*Directions:*
Rewrite the lines of the listing below as a numbered list, from its first line through the line holding "positive clicks: (217, 185)", inclusive. Leave out any blank lines.
──────────
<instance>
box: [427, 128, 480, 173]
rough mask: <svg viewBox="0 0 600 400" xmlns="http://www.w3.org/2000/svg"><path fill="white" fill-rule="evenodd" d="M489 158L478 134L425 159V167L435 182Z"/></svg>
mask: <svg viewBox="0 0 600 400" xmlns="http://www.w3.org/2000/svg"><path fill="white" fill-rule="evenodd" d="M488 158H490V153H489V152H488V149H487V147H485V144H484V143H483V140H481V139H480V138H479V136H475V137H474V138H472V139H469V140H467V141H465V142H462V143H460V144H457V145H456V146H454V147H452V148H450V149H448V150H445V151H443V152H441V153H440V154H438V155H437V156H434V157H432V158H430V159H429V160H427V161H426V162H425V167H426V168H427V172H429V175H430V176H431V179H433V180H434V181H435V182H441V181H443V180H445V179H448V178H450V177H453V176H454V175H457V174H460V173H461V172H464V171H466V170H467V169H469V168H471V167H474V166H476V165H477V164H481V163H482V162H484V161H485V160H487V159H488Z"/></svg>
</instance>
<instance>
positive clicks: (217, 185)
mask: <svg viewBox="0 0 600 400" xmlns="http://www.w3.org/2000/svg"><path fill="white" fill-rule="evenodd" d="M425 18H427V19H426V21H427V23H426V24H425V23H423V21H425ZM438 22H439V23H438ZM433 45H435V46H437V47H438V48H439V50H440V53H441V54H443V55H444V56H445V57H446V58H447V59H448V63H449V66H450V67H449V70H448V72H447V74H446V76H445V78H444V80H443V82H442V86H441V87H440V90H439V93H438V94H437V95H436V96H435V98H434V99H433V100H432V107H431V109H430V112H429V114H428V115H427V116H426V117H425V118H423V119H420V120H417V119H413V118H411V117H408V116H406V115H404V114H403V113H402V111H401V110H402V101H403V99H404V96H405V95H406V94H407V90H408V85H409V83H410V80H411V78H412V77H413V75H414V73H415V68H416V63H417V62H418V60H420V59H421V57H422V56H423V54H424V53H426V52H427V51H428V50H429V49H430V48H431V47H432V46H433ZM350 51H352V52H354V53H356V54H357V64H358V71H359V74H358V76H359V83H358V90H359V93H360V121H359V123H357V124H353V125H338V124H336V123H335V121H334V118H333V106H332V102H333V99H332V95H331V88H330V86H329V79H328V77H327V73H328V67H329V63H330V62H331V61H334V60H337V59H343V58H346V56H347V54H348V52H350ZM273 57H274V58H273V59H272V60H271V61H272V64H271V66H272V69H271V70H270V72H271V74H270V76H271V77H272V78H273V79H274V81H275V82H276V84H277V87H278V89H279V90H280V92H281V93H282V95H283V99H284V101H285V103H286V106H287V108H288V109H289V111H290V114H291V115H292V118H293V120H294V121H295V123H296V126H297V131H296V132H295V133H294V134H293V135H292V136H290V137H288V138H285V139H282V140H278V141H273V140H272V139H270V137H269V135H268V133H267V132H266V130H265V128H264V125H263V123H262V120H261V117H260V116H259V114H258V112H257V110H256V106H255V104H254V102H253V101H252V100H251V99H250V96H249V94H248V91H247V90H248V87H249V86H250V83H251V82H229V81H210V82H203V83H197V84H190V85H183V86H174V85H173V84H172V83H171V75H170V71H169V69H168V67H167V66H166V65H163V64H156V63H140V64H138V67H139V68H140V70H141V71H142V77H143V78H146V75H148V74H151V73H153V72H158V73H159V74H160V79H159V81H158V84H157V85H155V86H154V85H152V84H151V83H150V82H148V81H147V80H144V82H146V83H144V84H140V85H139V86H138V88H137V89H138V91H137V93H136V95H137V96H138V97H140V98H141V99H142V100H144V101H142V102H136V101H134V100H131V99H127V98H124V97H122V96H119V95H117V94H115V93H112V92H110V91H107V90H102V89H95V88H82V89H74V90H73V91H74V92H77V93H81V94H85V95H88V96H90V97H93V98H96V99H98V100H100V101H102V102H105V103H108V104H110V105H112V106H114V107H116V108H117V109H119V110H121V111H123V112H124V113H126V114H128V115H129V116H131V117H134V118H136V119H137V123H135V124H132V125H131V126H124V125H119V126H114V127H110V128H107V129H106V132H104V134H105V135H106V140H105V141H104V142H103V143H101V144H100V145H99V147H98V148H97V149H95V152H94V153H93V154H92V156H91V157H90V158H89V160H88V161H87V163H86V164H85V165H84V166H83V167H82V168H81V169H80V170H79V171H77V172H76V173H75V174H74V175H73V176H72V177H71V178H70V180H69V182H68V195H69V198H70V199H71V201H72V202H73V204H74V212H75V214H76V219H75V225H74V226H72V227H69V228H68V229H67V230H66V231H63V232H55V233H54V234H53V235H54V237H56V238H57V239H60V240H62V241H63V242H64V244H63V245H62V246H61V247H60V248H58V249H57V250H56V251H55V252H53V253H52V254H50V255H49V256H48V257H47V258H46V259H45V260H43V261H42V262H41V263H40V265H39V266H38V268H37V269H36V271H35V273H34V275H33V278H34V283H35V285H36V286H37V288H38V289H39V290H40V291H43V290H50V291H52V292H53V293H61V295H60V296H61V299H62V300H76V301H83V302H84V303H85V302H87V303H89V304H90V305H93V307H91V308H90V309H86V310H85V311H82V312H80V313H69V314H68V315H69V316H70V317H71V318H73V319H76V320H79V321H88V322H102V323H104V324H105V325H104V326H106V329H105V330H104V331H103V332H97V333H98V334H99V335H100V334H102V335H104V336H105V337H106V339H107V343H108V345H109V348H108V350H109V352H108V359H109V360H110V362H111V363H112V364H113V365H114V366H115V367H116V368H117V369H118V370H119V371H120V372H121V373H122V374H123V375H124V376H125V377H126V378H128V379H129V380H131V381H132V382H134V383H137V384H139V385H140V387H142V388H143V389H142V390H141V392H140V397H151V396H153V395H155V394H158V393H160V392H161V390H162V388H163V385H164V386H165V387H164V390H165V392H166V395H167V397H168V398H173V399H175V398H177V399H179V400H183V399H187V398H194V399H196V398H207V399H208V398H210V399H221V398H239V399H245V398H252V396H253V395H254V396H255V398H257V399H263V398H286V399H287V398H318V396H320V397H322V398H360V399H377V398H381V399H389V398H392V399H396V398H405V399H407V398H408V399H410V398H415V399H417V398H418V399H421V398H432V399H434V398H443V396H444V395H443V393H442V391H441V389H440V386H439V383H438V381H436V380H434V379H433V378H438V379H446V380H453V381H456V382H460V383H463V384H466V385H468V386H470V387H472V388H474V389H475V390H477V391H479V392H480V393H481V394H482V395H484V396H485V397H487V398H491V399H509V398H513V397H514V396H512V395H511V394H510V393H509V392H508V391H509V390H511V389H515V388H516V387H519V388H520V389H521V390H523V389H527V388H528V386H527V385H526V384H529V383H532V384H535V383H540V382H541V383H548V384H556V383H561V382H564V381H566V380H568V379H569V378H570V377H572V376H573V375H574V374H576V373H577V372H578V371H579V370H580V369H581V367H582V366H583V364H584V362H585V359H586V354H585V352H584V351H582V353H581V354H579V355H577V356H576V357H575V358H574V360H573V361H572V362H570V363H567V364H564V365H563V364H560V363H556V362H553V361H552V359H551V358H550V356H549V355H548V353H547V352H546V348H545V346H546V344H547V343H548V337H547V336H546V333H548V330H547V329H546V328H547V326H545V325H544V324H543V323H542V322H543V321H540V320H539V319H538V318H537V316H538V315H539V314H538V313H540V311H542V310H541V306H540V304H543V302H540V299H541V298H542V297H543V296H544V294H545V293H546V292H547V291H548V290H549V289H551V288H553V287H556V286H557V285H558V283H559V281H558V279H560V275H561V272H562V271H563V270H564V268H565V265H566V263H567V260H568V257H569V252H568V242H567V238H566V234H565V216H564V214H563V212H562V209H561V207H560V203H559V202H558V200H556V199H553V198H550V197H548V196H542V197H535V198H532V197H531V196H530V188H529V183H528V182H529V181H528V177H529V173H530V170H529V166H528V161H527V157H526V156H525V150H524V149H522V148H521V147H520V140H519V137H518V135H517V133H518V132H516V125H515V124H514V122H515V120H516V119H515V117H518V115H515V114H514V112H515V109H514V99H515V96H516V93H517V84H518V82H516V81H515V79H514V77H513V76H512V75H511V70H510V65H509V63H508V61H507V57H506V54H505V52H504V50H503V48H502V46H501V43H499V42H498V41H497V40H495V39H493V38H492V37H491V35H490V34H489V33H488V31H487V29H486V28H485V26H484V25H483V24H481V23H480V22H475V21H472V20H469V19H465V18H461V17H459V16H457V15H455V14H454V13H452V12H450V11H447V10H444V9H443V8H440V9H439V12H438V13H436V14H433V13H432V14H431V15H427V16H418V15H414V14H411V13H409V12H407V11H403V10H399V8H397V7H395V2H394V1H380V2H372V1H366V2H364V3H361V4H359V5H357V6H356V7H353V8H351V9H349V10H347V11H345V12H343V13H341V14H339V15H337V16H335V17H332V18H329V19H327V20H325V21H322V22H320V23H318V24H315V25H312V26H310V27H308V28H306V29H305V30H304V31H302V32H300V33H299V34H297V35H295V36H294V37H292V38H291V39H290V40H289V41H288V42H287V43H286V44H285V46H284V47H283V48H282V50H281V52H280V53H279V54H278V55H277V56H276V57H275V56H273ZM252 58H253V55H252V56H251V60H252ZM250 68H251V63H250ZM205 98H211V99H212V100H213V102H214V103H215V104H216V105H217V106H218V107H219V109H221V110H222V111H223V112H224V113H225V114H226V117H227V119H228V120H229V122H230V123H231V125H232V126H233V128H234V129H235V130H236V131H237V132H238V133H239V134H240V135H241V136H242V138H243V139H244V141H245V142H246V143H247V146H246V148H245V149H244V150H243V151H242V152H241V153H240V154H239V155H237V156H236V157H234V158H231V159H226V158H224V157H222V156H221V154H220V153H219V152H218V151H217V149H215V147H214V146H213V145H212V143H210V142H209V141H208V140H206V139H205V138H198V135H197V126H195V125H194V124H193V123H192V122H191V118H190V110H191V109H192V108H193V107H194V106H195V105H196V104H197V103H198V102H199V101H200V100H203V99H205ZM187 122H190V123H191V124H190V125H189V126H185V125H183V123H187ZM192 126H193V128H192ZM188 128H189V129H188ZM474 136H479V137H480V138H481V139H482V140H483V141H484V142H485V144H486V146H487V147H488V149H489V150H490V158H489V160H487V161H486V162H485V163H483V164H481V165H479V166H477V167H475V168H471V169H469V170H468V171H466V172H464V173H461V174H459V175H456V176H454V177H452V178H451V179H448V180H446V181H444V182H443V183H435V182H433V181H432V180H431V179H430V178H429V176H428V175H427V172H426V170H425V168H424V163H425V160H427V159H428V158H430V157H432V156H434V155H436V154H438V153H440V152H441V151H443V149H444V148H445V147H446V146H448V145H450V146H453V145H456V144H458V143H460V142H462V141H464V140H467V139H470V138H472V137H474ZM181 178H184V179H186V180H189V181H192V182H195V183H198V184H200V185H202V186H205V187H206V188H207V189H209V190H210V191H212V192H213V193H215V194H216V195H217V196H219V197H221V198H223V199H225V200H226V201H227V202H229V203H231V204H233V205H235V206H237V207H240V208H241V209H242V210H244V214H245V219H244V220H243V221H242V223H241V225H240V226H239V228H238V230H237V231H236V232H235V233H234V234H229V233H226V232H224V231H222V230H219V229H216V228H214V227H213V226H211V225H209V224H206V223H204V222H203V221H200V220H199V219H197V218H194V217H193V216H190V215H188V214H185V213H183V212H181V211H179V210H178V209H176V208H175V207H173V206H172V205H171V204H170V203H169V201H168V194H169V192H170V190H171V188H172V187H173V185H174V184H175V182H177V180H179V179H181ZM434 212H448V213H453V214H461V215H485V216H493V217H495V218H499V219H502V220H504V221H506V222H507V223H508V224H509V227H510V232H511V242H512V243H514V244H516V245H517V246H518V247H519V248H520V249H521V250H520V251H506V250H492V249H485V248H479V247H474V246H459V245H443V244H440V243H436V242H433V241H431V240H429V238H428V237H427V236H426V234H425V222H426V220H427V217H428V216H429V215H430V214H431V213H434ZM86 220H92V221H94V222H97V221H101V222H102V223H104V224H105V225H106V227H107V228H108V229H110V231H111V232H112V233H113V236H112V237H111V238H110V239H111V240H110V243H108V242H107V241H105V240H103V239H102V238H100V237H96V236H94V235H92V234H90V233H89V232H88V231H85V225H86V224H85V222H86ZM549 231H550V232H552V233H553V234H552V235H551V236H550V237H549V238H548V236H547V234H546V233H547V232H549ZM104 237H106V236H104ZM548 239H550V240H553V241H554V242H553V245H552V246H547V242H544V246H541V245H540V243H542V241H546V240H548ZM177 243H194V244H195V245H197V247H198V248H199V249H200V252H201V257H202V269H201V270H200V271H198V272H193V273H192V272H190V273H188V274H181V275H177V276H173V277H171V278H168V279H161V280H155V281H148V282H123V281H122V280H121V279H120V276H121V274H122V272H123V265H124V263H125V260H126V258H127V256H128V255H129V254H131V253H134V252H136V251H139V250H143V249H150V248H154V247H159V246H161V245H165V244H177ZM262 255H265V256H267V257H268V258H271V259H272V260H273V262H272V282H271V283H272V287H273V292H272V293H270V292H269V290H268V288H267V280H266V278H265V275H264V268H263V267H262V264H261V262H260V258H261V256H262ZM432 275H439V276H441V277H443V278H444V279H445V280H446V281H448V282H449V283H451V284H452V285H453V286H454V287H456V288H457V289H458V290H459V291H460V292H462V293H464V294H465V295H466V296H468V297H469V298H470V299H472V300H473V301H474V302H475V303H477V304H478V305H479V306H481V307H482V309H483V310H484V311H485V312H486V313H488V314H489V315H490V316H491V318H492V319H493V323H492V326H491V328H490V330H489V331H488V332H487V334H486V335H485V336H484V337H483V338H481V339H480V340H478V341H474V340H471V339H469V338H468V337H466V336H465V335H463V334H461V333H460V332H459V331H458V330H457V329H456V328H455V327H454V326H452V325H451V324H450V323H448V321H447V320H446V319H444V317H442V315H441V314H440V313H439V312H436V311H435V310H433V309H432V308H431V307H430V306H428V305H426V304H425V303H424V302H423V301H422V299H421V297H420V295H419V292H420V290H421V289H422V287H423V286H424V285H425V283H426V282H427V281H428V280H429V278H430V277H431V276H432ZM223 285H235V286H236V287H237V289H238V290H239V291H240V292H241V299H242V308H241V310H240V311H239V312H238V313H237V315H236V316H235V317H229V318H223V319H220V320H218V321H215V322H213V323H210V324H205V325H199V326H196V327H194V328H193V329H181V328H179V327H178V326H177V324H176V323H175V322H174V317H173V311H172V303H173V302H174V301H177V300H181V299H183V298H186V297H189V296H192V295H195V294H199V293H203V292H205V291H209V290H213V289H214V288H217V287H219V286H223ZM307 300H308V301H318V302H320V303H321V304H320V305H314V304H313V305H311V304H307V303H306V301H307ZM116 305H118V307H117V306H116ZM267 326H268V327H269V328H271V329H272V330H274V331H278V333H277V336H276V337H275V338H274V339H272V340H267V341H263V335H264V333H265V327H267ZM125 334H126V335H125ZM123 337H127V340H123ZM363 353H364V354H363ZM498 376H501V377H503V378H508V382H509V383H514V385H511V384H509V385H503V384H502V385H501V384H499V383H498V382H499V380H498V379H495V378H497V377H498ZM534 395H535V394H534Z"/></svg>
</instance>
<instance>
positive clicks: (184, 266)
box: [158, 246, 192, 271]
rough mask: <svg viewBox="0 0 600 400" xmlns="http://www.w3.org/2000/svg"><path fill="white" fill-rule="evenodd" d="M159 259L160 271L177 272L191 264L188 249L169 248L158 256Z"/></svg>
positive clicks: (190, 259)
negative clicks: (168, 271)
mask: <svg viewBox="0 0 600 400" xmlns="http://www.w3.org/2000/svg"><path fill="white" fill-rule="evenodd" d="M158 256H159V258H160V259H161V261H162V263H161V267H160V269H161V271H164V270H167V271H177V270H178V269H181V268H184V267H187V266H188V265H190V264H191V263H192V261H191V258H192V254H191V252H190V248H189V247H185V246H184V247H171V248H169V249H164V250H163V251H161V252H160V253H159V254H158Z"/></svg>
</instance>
──────────
*Finished exercise:*
1. <instance>
2. box: [427, 128, 480, 173]
3. rough mask: <svg viewBox="0 0 600 400" xmlns="http://www.w3.org/2000/svg"><path fill="white" fill-rule="evenodd" d="M489 158L478 134L425 159V167L435 182Z"/></svg>
4. mask: <svg viewBox="0 0 600 400" xmlns="http://www.w3.org/2000/svg"><path fill="white" fill-rule="evenodd" d="M488 158H490V153H489V152H488V149H487V147H485V144H484V143H483V140H481V139H480V138H479V136H475V137H474V138H472V139H469V140H467V141H465V142H462V143H460V144H457V145H456V146H454V147H452V148H450V149H448V150H445V151H443V152H441V153H440V154H438V155H437V156H434V157H432V158H430V159H429V160H427V161H426V162H425V167H426V168H427V172H429V175H430V176H431V179H433V180H434V181H435V182H441V181H443V180H445V179H448V178H450V177H453V176H454V175H457V174H460V173H461V172H464V171H466V170H467V169H469V168H471V167H474V166H476V165H477V164H481V163H482V162H484V161H485V160H487V159H488Z"/></svg>
5. </instance>
6. <instance>
7. positive clicks: (217, 185)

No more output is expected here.